■ WORK TO COMPLETE: Pick out the lines below with "lamp" and list them.

Records from a collection:

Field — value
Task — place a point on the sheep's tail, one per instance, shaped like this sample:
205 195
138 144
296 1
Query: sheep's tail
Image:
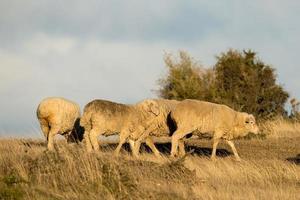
85 120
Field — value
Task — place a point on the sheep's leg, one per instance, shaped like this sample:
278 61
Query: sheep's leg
152 146
94 133
177 135
53 131
87 140
215 144
231 144
181 147
123 137
136 148
45 127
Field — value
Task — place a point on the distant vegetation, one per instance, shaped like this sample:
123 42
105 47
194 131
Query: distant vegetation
238 79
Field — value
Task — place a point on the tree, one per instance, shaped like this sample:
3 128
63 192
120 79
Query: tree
247 84
186 79
238 79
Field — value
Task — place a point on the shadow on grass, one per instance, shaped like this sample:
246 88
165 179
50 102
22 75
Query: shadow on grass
165 148
295 160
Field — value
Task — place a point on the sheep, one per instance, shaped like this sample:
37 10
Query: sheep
160 126
102 117
220 121
57 115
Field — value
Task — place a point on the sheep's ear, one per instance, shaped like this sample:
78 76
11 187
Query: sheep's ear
249 118
154 108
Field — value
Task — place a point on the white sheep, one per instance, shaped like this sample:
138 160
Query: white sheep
102 117
159 126
57 115
222 122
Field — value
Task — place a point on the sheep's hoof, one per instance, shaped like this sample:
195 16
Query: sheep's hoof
214 159
238 159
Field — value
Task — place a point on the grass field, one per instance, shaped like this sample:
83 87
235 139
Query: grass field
269 170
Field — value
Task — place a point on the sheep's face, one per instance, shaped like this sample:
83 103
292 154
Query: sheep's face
151 106
76 135
250 124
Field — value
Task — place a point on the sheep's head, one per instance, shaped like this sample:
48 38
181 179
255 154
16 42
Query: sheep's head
249 123
76 134
150 106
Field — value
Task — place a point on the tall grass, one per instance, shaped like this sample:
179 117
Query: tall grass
279 127
27 171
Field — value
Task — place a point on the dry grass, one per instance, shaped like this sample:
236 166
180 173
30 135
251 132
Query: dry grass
269 170
281 128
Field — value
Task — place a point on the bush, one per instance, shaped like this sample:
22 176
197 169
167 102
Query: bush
238 79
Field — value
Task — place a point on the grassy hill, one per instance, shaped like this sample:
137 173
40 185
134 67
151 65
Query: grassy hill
269 170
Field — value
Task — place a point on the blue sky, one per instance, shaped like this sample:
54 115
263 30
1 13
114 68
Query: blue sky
114 50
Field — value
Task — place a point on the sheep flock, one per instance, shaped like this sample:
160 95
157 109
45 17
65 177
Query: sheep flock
140 122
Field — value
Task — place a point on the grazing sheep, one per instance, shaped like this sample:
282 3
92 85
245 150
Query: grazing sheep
220 121
57 115
102 117
160 126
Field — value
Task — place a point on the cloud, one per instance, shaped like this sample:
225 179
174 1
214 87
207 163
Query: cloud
114 49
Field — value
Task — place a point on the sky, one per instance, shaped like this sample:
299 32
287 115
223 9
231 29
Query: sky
109 49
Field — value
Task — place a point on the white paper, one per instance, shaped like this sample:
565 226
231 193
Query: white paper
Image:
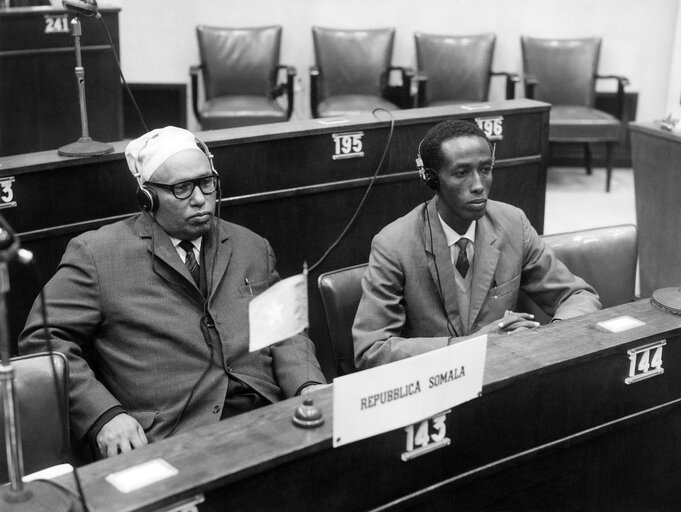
139 476
621 323
402 393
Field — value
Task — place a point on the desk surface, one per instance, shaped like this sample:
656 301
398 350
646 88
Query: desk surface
532 381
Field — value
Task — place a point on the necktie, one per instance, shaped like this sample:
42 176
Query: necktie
190 261
462 260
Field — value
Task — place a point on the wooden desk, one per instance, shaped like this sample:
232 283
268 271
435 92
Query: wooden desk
286 182
656 156
556 428
40 107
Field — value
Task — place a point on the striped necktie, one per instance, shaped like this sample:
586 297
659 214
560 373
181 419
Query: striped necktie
190 261
462 263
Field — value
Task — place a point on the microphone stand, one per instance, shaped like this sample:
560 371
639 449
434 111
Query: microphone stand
84 146
20 496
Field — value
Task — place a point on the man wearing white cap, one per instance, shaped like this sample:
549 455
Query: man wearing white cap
152 311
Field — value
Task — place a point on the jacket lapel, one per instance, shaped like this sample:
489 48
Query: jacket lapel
169 265
440 266
484 265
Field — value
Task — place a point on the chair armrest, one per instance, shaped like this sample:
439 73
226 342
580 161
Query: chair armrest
314 91
622 82
511 80
287 86
530 86
194 72
421 83
400 94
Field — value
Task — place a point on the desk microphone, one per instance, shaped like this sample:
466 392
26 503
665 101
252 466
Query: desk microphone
84 7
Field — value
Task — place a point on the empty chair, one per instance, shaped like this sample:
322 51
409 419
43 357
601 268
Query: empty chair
457 69
563 72
352 73
240 70
341 291
604 257
44 434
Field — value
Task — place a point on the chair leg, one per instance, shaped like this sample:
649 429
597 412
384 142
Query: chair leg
587 158
609 146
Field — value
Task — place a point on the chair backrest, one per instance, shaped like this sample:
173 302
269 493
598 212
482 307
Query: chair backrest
604 257
458 68
565 69
341 291
239 60
44 438
352 61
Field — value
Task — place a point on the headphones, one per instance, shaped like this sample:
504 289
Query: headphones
428 176
147 197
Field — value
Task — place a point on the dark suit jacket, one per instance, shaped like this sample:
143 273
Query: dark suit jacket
409 288
137 318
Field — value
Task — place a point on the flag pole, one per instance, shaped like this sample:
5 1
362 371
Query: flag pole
307 414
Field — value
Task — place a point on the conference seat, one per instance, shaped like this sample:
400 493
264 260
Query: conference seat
563 72
44 434
241 77
352 73
604 257
457 69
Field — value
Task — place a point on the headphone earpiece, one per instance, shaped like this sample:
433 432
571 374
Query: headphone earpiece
147 199
428 176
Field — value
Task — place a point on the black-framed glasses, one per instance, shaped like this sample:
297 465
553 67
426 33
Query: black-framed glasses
184 189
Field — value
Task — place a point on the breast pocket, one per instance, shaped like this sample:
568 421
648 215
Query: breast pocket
252 289
503 289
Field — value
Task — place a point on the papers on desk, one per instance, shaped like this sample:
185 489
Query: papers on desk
620 324
402 393
139 476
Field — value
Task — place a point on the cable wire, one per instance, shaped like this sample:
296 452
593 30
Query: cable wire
366 192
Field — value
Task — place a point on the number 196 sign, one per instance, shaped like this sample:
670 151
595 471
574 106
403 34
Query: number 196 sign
492 126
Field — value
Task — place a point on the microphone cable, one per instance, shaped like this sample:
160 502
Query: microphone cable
366 192
120 70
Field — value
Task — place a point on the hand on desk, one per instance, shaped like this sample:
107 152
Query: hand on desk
511 322
120 435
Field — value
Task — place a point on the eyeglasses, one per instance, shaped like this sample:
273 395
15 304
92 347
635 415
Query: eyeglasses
184 189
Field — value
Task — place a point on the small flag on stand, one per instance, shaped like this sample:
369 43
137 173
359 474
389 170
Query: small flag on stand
279 312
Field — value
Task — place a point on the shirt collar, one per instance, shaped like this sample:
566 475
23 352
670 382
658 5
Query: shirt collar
196 242
452 236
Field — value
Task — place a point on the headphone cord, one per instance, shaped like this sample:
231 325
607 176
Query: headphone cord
366 192
450 327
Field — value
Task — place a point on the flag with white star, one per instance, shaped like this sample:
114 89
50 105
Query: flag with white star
278 313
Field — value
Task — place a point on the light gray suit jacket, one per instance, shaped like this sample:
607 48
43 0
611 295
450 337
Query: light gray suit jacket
409 288
132 329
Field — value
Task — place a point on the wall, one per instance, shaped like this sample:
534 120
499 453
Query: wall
158 43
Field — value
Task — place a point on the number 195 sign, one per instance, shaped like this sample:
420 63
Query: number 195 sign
347 145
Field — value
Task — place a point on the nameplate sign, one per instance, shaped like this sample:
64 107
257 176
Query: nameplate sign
405 392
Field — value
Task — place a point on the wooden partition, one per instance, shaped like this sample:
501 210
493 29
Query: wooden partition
295 183
561 425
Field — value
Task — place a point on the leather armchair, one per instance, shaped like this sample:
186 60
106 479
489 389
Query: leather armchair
44 436
352 73
242 77
563 72
457 69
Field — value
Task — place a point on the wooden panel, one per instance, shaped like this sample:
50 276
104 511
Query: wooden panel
281 181
556 428
656 161
40 107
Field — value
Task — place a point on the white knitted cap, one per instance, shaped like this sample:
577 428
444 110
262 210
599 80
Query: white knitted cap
148 152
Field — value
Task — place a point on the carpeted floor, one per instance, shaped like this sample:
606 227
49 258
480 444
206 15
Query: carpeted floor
575 200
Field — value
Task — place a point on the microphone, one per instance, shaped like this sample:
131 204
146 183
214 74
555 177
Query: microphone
84 7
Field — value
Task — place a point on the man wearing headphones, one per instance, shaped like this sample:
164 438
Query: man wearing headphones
152 311
453 267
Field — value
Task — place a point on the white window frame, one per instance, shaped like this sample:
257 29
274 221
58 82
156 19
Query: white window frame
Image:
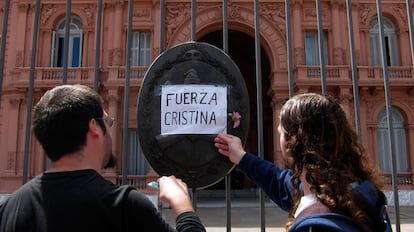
75 32
399 138
312 47
390 43
137 163
141 49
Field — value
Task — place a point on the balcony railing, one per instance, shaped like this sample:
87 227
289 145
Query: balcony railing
308 75
54 76
403 179
367 75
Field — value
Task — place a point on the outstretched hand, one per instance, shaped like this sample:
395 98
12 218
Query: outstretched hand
230 146
174 192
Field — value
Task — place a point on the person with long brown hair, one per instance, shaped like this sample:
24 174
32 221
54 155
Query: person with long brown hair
329 183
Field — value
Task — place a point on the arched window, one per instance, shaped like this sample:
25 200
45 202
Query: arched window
399 139
75 44
391 48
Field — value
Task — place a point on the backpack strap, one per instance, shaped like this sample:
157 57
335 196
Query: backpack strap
315 208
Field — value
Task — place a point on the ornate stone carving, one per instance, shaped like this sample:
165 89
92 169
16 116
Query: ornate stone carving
364 11
115 58
402 12
11 161
19 59
275 13
234 11
190 156
142 13
176 14
47 11
299 55
88 14
310 14
338 56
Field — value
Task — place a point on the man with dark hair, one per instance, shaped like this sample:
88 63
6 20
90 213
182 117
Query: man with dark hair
74 131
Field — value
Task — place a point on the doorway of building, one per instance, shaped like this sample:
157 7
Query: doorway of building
242 52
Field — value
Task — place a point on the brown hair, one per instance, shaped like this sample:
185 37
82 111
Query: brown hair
327 147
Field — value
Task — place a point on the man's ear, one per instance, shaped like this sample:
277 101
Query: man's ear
94 127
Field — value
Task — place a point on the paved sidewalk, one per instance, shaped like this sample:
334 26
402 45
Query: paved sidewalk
245 216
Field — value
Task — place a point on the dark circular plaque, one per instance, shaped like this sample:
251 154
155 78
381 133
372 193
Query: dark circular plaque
190 156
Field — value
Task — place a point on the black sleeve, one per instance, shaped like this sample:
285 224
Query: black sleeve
189 222
142 215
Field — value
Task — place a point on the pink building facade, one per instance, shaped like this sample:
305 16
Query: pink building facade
146 47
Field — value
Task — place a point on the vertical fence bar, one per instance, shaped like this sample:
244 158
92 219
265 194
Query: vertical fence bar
289 49
162 26
66 43
353 67
30 94
227 178
3 42
98 32
259 105
321 47
193 20
125 137
389 119
410 27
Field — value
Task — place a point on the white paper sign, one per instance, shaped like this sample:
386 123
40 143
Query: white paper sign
193 109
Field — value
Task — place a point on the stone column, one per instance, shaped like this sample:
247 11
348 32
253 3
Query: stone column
11 129
118 29
297 33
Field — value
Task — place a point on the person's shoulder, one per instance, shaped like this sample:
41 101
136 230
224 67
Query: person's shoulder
326 222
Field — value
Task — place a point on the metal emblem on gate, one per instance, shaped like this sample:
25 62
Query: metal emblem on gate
188 96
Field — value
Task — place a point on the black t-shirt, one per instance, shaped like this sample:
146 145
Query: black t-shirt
84 201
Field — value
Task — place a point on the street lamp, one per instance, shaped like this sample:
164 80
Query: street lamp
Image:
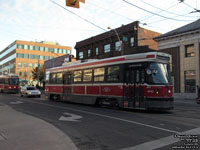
121 44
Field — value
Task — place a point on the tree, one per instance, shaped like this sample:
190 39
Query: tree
35 73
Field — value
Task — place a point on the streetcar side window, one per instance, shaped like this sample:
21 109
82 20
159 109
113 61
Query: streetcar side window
78 76
87 75
53 78
99 74
59 79
113 73
67 78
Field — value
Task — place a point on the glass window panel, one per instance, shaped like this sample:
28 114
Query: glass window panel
25 46
25 64
87 75
77 76
113 73
20 46
59 78
80 55
106 48
99 74
118 45
19 64
31 47
132 41
41 48
46 49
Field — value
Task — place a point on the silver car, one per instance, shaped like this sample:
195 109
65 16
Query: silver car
29 91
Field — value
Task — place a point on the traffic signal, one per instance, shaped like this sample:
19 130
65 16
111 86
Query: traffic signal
72 3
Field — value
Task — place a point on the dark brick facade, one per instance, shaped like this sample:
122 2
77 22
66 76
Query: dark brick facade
143 42
175 53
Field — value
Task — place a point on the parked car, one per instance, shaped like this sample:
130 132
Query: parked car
30 91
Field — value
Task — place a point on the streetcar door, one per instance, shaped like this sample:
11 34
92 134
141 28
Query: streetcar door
133 87
67 89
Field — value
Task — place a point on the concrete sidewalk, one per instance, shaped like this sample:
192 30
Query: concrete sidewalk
23 132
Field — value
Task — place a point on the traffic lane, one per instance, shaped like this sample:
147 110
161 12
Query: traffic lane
116 129
172 121
95 132
157 119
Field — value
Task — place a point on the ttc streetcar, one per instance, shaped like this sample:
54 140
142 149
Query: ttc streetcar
137 81
9 84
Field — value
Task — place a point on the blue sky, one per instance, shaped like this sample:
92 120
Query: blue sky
38 20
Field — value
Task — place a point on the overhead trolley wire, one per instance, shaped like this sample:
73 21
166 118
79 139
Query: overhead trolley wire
165 10
78 16
153 12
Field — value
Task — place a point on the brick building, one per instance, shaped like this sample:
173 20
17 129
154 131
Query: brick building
184 46
127 39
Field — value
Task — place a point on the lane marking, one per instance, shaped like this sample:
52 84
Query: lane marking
70 117
110 117
163 141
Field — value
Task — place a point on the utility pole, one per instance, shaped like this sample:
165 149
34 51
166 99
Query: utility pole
120 41
38 72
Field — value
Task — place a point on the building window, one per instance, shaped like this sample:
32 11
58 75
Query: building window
51 50
31 65
89 52
113 73
118 45
97 51
80 54
20 46
189 50
26 56
46 49
106 48
25 65
41 48
19 64
19 73
31 47
37 48
87 75
190 81
25 46
99 74
32 56
20 55
60 51
77 76
132 41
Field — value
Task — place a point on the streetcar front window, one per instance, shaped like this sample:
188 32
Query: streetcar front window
158 73
13 81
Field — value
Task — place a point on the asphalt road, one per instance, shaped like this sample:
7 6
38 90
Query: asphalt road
93 128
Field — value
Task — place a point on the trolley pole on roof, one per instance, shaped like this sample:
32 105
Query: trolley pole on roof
38 73
120 41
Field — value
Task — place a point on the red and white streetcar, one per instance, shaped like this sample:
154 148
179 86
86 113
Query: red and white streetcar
139 81
9 84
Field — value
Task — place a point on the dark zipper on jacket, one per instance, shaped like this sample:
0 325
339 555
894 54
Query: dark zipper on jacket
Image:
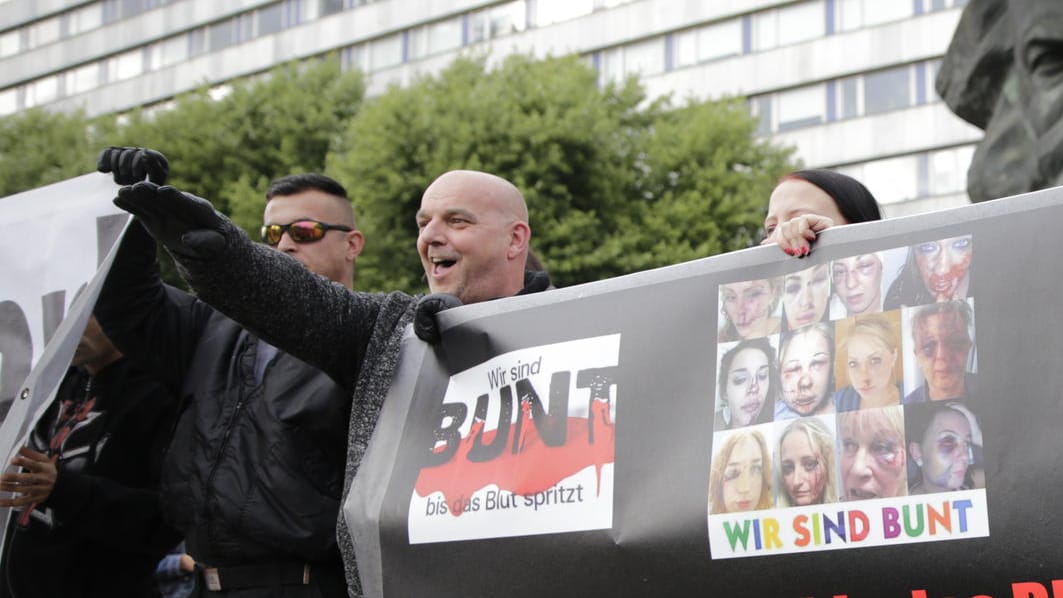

■ FINISHED TASK:
Task — place a point on the street lamp, one per instance, shaped like this sample:
Query: street lamp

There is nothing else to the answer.